Excerpted text:
====================
With Natalie Portman, Peter Sarsgaard, Greta Gerwig, Billy Crudup.


Jackie takes place in the week between when John F. Kennedy was assassinated in Dallas Texas in 1963, and when he was buried in Arlington Cemetery several days later. It  shows us the point of view of his widow, Jacqueline Kennedy. Natalie Portman carries herself with Jackie’s  aristocratic manner, and wears the clothes and hair and jewelry just right.  She inhabits the woman in all of her glamor and self confidence.  The movie shows how much Jackie tried to control the events immediately following the death of her husband.  Can she decide how the funeral cortege will follow the casket? Will people be able to walk, as she originally intended, the way they did at Lincoln’s funeral, or were they going to need protection in the wake of Oswald’s murder?


November 25, 1963

Natalie Portman On The Set Of 'Jackie' In DC

Jackie funeral cortege scene

The movie includes a series of scenes with a journalist (Billy Crudup) visiting Jackie a week after Kennedy is shot, as he asks her questions to fill in the spots the public wants to know about.  What did the bullet sound like? What do you really hope for as a legacy of your husband’s brief term? How did you tell the children?

The article in Life magazine, published in early December 1963, included some of the interviews with Theodore White shown on screen. I wonder why the film does not credit this as a source.  The canny widow told the journalist (who never has a name in the film, like so many other characters hovering around the periphery of overcrowded scenes — so many Kennedy siblings never identified, and the beloved social secretary only understood to be so toward the end of the film) that he is not allowed to print anything she says he can’t, and after many revealing quotes are given, she says immediately, of course I never said that.


Jackie shows nerves of steel, yet you keep waiting for someone to do something human, like just give the woman a hug.  Considering how First Ladies have evolved over the past fifty years, it is telling that her crowning achievement was the redecoration of the White House, with restoration of historical furniture.  Women with brains were not allowed to do much more than adorn houses with not just furniture but also themselves.
====================
Recorded data:
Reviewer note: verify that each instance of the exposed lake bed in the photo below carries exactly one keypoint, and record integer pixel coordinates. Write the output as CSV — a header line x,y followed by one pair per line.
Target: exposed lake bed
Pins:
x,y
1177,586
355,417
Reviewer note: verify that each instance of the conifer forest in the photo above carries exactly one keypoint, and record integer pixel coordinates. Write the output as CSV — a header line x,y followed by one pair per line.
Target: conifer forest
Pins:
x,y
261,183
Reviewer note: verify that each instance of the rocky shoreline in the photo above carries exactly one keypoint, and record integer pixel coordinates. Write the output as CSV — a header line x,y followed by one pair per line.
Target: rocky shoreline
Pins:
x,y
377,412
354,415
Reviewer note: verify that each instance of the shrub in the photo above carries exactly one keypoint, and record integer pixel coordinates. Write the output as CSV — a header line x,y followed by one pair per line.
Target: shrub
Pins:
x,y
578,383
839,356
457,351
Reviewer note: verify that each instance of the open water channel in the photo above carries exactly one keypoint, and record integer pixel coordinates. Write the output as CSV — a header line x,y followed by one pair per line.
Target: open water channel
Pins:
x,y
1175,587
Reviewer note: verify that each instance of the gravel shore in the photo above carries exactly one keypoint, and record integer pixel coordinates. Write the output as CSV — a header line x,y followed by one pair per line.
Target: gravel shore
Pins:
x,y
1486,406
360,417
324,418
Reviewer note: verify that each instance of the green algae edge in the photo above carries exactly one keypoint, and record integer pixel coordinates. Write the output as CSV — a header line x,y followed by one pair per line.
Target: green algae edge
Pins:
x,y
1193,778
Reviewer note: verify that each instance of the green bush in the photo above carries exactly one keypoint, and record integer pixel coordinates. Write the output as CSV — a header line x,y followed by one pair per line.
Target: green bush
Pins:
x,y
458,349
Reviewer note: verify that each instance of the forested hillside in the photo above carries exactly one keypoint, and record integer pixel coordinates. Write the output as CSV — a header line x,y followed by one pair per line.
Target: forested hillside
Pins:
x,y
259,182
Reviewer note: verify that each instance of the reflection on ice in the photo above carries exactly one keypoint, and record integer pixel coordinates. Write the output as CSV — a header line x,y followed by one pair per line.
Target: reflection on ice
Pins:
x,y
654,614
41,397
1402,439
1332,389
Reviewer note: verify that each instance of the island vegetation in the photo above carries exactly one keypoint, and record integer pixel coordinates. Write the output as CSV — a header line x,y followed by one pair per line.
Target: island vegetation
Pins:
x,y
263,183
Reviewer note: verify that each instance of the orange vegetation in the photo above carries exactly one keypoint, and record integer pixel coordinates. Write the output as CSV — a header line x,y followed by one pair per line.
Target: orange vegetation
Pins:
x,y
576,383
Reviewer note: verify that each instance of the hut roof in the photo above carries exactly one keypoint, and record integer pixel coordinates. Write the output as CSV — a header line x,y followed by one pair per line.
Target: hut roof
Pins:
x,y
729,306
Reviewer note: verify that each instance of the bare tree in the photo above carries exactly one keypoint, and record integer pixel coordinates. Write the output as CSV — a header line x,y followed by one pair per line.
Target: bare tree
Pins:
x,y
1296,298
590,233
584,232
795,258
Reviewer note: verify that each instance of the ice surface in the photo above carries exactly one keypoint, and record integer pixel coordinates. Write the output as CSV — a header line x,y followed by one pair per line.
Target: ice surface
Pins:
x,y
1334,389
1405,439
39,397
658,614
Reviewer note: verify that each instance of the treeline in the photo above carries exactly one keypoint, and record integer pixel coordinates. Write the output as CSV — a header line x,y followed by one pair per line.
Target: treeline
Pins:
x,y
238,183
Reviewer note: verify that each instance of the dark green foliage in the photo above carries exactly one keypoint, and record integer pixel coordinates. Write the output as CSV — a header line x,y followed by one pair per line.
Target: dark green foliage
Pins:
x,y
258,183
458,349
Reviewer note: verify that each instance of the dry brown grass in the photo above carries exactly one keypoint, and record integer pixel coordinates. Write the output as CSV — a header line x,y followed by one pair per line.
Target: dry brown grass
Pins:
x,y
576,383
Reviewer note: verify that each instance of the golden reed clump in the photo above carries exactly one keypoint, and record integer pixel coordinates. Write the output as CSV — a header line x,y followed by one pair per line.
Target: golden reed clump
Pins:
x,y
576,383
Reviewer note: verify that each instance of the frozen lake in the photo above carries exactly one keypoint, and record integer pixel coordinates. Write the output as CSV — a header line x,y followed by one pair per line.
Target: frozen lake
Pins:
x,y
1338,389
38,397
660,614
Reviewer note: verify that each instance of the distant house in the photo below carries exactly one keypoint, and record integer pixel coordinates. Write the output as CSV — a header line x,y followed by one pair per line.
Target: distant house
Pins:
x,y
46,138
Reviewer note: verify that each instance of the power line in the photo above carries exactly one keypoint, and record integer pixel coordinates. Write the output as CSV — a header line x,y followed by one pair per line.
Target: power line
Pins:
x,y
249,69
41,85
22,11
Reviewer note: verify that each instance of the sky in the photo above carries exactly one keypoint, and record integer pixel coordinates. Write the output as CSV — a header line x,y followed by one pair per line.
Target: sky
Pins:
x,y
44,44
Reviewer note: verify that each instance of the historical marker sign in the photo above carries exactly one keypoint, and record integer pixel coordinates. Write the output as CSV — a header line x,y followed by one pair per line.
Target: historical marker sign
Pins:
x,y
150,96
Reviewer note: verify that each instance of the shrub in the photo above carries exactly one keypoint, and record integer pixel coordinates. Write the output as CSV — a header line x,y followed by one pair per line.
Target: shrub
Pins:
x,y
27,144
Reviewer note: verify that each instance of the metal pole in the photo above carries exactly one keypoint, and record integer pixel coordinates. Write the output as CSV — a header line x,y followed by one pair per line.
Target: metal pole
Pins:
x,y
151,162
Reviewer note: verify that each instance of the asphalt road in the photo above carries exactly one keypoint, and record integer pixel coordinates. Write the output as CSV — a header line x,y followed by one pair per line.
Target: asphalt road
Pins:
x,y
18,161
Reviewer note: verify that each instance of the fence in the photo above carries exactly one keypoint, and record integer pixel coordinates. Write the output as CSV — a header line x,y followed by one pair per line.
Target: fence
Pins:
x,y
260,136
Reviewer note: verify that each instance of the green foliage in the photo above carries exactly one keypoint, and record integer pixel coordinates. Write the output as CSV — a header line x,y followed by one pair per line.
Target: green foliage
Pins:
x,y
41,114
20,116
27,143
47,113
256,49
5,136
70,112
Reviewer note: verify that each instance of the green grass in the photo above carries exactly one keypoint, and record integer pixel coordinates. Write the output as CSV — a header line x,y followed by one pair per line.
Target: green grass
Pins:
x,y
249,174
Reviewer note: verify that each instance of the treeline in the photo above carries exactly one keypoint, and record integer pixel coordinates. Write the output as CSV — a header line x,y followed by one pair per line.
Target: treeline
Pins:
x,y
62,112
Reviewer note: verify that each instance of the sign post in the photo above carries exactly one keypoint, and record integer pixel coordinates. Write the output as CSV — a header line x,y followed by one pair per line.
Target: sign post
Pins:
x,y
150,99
====================
Please write out the part of the film review above word for word, starting at "Jackie takes place" and ending at "of Oswald’s murder?".

Response for this exercise:
Jackie takes place in the week between when John F. Kennedy was assassinated in Dallas Texas in 1963, and when he was buried in Arlington Cemetery several days later. It  shows us the point of view of his widow, Jacqueline Kennedy. Natalie Portman carries herself with Jackie’s  aristocratic manner, and wears the clothes and hair and jewelry just right.  She inhabits the woman in all of her glamor and self confidence.  The movie shows how much Jackie tried to control the events immediately following the death of her husband.  Can she decide how the funeral cortege will follow the casket? Will people be able to walk, as she originally intended, the way they did at Lincoln’s funeral, or were they going to need protection in the wake of Oswald’s murder?